### Data to use
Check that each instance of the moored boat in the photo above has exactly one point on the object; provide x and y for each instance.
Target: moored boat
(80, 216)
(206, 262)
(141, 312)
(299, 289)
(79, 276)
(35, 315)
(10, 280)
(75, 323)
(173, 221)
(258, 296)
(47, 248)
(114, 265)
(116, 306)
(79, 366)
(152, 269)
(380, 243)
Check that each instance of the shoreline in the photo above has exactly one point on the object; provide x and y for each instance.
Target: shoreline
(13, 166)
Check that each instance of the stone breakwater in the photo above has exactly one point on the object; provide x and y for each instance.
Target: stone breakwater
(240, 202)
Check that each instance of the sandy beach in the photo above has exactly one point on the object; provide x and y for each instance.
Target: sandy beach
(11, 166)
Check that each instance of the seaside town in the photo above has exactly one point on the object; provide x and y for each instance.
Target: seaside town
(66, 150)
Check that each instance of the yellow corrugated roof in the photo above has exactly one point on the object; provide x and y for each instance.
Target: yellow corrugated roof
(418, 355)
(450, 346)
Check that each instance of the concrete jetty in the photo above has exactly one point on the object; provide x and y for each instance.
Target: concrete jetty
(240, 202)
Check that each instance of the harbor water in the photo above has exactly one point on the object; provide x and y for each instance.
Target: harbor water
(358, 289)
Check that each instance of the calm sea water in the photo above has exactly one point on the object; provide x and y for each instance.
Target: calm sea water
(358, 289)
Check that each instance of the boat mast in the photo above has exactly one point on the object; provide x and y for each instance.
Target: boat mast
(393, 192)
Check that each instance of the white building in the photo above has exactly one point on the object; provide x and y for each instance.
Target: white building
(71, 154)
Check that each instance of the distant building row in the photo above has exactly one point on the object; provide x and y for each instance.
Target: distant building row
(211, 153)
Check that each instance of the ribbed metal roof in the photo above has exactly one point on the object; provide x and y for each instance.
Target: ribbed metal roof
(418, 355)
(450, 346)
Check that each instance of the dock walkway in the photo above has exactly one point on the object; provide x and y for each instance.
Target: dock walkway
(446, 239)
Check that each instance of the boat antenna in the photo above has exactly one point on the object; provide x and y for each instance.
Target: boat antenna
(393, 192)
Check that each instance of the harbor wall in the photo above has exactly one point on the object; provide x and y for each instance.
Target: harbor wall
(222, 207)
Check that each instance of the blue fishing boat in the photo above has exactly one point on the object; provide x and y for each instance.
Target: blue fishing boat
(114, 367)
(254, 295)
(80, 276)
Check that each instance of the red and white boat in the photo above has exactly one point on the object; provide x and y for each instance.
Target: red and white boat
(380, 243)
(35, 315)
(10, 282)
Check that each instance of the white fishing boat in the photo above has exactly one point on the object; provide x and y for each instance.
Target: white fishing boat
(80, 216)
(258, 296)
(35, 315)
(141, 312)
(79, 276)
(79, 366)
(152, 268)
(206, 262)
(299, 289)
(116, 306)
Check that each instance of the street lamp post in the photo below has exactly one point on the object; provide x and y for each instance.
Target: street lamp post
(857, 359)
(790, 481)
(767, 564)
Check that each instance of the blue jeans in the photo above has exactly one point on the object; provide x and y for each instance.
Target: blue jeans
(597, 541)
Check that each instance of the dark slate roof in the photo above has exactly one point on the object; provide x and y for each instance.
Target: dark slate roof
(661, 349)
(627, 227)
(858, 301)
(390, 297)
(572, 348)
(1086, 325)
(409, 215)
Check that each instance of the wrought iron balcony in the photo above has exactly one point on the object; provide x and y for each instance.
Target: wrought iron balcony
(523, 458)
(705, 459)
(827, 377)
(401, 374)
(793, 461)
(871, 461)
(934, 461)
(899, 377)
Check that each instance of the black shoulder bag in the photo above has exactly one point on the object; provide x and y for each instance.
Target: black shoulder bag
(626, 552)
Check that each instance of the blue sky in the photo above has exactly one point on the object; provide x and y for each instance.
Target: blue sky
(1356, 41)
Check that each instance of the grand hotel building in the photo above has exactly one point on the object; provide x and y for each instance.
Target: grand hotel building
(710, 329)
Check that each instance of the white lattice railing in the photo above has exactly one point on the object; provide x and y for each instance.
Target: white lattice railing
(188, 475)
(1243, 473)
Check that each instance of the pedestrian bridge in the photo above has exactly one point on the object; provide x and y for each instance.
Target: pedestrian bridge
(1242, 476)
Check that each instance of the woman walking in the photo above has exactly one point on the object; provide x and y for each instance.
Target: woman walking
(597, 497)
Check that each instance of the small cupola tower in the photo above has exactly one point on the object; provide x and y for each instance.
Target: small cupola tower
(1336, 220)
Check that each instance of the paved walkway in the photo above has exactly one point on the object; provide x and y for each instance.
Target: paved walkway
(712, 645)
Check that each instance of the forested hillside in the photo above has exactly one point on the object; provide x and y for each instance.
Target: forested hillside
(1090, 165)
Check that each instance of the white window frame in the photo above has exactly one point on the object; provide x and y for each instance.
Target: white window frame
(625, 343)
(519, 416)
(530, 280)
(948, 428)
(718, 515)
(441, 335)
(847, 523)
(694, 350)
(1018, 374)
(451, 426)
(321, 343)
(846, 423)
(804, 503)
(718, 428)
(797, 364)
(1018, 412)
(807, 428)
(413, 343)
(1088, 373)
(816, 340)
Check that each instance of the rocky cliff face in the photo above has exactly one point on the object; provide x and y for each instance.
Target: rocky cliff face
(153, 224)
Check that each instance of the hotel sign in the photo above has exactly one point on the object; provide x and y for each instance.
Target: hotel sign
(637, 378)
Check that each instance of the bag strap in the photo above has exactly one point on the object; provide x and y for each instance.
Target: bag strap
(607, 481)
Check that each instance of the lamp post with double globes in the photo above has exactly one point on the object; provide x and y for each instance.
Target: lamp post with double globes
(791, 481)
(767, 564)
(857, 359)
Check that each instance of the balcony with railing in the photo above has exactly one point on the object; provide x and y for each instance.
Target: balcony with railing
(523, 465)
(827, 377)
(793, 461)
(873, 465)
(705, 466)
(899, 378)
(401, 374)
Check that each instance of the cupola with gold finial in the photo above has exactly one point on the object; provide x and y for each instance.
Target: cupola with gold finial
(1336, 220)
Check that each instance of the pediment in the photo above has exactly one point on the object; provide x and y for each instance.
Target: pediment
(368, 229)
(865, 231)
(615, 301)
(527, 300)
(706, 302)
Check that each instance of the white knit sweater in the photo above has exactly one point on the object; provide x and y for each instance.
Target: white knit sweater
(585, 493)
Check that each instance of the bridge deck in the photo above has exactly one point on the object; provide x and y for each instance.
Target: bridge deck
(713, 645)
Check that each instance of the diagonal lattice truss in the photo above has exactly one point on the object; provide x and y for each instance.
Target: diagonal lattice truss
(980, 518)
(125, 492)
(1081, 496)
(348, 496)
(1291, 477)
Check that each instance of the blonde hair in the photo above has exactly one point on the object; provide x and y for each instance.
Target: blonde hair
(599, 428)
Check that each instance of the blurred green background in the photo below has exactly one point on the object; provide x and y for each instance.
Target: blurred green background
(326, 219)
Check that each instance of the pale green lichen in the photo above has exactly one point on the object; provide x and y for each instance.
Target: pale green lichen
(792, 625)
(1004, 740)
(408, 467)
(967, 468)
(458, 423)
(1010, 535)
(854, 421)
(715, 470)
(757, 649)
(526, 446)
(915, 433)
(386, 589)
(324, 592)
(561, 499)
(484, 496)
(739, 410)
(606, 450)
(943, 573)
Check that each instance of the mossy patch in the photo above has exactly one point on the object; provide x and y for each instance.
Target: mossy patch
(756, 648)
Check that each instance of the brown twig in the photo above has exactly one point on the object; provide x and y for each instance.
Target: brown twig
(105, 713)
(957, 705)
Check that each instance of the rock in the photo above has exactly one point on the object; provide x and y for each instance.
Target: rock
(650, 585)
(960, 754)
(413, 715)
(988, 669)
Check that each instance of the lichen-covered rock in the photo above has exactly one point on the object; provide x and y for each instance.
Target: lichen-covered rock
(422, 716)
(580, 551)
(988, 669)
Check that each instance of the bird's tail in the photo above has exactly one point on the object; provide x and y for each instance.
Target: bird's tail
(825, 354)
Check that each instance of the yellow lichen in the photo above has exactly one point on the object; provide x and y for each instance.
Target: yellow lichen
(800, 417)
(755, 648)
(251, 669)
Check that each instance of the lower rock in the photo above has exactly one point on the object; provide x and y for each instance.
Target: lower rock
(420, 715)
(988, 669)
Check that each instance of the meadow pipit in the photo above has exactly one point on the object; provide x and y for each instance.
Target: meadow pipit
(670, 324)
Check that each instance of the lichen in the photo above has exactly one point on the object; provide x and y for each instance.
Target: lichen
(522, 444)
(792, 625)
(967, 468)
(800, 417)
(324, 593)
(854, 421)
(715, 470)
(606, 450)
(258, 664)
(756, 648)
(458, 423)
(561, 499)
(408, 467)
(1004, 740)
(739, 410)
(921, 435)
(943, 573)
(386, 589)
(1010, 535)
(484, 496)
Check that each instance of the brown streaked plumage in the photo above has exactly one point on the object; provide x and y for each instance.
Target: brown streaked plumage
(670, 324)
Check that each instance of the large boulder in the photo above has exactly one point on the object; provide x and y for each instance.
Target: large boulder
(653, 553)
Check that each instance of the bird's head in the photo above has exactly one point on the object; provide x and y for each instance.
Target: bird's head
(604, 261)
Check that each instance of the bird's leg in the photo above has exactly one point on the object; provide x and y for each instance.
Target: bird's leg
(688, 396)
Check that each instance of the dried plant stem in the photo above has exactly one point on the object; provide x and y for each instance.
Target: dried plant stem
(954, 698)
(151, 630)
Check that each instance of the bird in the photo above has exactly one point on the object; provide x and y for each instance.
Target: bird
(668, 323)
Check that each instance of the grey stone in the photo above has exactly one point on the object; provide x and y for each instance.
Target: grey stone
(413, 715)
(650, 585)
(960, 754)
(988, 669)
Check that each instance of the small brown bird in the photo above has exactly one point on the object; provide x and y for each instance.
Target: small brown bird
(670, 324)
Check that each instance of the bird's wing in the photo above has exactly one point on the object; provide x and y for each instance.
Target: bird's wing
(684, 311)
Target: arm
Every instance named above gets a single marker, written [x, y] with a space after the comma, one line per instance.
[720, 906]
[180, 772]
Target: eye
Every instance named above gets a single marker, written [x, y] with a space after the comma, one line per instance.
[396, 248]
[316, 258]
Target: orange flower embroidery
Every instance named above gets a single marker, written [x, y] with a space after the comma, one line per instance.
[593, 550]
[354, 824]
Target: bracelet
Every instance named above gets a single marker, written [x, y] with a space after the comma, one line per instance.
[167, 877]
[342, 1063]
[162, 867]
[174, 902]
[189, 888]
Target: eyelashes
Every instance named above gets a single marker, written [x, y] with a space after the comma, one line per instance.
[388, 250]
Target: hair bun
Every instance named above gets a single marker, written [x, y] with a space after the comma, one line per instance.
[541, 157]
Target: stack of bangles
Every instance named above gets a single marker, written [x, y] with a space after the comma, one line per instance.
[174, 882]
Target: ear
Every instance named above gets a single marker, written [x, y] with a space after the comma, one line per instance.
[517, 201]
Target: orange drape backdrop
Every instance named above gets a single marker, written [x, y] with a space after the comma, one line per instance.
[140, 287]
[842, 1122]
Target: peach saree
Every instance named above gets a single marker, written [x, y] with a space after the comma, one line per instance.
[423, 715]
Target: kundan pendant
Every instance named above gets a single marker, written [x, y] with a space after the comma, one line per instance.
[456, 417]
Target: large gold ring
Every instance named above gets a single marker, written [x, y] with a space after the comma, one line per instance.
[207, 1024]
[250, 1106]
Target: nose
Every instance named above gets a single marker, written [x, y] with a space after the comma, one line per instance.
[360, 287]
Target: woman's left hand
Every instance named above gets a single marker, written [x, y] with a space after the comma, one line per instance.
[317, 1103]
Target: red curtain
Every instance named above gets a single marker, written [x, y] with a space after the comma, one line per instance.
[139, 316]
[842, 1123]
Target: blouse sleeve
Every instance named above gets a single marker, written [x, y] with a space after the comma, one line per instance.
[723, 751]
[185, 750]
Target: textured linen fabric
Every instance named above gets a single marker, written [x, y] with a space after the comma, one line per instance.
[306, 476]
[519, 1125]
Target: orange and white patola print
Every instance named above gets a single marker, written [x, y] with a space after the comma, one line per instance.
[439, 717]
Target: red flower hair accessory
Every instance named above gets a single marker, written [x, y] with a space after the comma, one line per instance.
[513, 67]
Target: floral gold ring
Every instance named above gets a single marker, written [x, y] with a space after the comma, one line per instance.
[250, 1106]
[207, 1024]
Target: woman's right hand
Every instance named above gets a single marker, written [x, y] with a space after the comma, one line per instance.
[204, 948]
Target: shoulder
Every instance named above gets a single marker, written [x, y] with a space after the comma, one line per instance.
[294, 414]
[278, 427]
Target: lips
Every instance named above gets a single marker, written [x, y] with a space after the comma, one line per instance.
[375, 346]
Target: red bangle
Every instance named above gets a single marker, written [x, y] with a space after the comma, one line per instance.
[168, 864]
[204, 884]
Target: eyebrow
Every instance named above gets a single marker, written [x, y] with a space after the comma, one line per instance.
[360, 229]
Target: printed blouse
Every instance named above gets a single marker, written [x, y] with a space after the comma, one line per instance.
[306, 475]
######
- Exercise goal -
From the line holding "Target: orange and white patola print" through the last line above, reproduce each line exactly and add nothing.

- Exercise response -
Target: orange and white patola print
Every instance named above gets a single marker, written [x, y] with a space after the comma, one line per instance.
[439, 717]
Target: red flower hair accessory
Every instance named above gets a single marker, written [x, y] with a space after the comma, one line per instance.
[513, 67]
Target: floral gold ring
Every instance named above gets a single marker, written [x, y] with a space after the comma, one line per instance.
[250, 1106]
[207, 1024]
Target: woman's right hand
Every instance named above gets a single marker, written [x, y] with a space after the comma, one line per instance.
[204, 948]
Target: shoulder
Every instance named above gets a single marker, written [x, y] with a space after the comma, one line per instance.
[294, 414]
[278, 427]
Target: lips
Every instance named above gets a single marker, written [x, y] with a space after the comma, one line per instance.
[375, 346]
Target: red bangle
Every instance named above gets a single marker, written [x, y] with a space after the comma, one line per instance.
[168, 864]
[204, 884]
Target: eyebrow
Every instance named above gets a single marker, written [x, y] with a space after the comma, one line per instance.
[360, 229]
Target: printed blouse
Every instance named above gets a single marker, written [x, y] with a space after the comma, one line per instance.
[306, 475]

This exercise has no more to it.